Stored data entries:
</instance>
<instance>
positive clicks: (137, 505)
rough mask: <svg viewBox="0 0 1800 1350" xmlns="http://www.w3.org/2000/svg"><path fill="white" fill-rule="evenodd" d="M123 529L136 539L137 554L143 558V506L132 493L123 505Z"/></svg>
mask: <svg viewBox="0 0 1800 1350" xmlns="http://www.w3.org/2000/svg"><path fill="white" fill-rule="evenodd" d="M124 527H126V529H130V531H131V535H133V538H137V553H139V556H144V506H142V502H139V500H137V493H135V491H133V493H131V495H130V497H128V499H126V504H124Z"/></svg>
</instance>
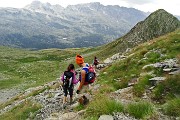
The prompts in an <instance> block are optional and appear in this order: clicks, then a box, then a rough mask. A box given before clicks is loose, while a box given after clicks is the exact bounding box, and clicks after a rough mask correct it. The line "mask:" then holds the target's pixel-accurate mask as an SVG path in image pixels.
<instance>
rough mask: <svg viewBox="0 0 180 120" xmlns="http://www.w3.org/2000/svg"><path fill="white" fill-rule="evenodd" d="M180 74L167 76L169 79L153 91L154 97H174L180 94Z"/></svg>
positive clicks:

— WHAT TO DO —
Only a number is wanted here: the count of lines in the data that contain the string "clicks".

— ANSWER AREA —
3